Coordinate annotation records
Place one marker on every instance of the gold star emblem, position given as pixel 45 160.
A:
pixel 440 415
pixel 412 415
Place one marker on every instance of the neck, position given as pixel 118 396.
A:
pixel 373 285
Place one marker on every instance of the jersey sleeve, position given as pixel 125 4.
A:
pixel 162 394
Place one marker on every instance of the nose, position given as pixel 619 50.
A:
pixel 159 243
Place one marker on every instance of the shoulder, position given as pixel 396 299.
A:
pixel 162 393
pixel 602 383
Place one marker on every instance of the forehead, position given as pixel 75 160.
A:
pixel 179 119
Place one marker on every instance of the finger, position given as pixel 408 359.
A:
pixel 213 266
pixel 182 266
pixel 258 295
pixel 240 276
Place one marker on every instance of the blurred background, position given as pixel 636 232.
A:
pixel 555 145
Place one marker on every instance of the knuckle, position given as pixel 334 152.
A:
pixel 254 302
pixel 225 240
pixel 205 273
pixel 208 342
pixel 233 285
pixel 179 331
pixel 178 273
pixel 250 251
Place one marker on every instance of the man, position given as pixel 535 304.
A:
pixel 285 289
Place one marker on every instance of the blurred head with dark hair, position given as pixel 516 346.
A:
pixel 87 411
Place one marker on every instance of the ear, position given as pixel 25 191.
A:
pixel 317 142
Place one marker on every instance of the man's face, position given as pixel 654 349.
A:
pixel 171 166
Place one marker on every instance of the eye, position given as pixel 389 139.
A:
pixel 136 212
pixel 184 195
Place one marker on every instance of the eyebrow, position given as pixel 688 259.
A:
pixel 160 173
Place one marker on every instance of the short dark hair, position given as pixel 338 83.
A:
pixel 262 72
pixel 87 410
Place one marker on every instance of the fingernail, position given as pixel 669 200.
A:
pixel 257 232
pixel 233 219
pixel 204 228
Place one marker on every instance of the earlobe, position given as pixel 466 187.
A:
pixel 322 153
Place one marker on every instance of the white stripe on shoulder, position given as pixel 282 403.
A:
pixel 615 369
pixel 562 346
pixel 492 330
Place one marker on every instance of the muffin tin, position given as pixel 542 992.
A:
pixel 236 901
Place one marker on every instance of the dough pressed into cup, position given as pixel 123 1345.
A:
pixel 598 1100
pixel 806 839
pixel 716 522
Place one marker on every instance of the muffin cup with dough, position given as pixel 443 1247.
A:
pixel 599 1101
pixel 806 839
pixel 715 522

Directions for this task:
Could you write out the records starting at the line that contains "Place one marker on every instance of the man's" and continuing through the end of the records, copying every line exactly?

Answer to the problem:
Place one marker on every instance of the man's face, position given as pixel 654 349.
A:
pixel 171 166
Place one marker on every instance of the eye, position given as pixel 389 139.
A:
pixel 136 212
pixel 184 195
Place one marker on every instance of the eyebrow, position given as pixel 688 259.
A:
pixel 160 173
Place one marker on every instance of the short dark hair, position given as pixel 338 83.
A:
pixel 262 72
pixel 87 410
Place one marker on every instance of the fingernail, position given as pixel 669 200.
A:
pixel 257 232
pixel 233 219
pixel 204 228
Place one marker on every instance of the earlobe, position given as pixel 466 187.
A:
pixel 322 153
Place one marker on every instance of the white stripe on shoulder, position given as pixel 282 403.
A:
pixel 615 369
pixel 562 346
pixel 492 330
Place one marker on every instance of the muffin tin, position given as pixel 542 992.
A:
pixel 236 901
Place one marker on every instance of the dough pressed into cup, position given as pixel 123 1345.
A:
pixel 598 1100
pixel 806 839
pixel 716 522
Place one marker on every instance of the muffin cup with dough, position given as pixel 443 1247.
A:
pixel 599 1101
pixel 806 839
pixel 715 522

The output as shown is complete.